### Dataset entries
↓

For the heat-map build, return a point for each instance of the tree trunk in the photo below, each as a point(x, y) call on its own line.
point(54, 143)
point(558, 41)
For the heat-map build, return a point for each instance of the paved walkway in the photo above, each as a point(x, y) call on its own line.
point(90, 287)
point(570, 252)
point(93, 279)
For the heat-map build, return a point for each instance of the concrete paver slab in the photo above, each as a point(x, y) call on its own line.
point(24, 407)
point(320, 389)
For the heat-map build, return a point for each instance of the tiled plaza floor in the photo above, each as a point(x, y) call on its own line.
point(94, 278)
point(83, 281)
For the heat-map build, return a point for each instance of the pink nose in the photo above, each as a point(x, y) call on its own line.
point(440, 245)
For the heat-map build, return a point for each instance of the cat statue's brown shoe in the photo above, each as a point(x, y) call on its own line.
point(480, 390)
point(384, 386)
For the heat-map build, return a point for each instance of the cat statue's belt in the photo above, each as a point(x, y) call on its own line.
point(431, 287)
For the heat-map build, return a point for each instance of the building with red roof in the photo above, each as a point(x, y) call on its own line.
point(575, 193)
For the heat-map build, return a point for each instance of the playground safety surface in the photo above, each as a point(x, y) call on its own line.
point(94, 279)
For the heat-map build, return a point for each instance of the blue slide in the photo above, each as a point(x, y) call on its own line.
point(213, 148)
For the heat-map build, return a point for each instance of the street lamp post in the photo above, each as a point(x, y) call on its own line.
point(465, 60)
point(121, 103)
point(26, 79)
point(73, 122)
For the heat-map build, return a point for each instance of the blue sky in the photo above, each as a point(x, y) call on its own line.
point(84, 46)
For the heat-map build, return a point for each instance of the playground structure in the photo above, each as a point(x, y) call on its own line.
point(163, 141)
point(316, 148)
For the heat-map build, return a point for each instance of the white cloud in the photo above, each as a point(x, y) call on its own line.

↑

Output each line of the material exactly as it was written above.

### Reply
For the heat-map build, return a point for each instance of the tree trunk in the photo below, each as a point(x, y) call on its own line.
point(54, 143)
point(558, 41)
For the heat-map build, return a point for each instance of the paved walkway in the photo above, each as a point(x, y) call on its own line.
point(90, 287)
point(570, 252)
point(93, 279)
For the heat-map build, return a point for each instance of the concrete paver slab in the photo above, each as a point(x, y) call on its own line.
point(24, 407)
point(320, 389)
For the heat-map build, return a point for each instance of the tiled plaza floor in the photo above, each as a point(x, y) call on its own line.
point(94, 278)
point(83, 281)
For the heat-map build, return a point for each instance of the pink nose in the photo above, each as a point(x, y) call on its own line.
point(440, 245)
For the heat-map build, return a point for each instance of the cat statue's brown shoe in the photo above, each as a point(x, y) call on its own line.
point(480, 390)
point(384, 386)
For the heat-map build, return a point for each instance of the cat statue's belt in the photo above, each as a point(x, y) call on its own line.
point(431, 287)
For the heat-map build, return a point for each instance of the building with red roof in the photo above, each as a point(x, y) call on its own line.
point(575, 193)
For the heat-map build, return a point for each instance of the playground safety surface in the photo above, each as a point(x, y) call on its own line.
point(94, 279)
For the heat-map build, return a point for each instance of the blue slide in the photo above, each as a point(x, y) call on its own line.
point(213, 148)
For the heat-map build, return a point for each instance of the street lamp post in the photo above, each as a point(x, y) call on its own line.
point(465, 60)
point(121, 103)
point(26, 79)
point(73, 122)
For the heat-map build, return a point for each instance of the blue sky in the photo above, each as a point(x, y) call on its own line.
point(84, 46)
For the heat-map build, return a point for each instance of the playground structure in the photo above, each as a point(x, y) call on its own line.
point(163, 141)
point(316, 148)
For the heat-map build, return a point for each instance of the white cloud in the photo above, each as a point(x, y) call on its own line.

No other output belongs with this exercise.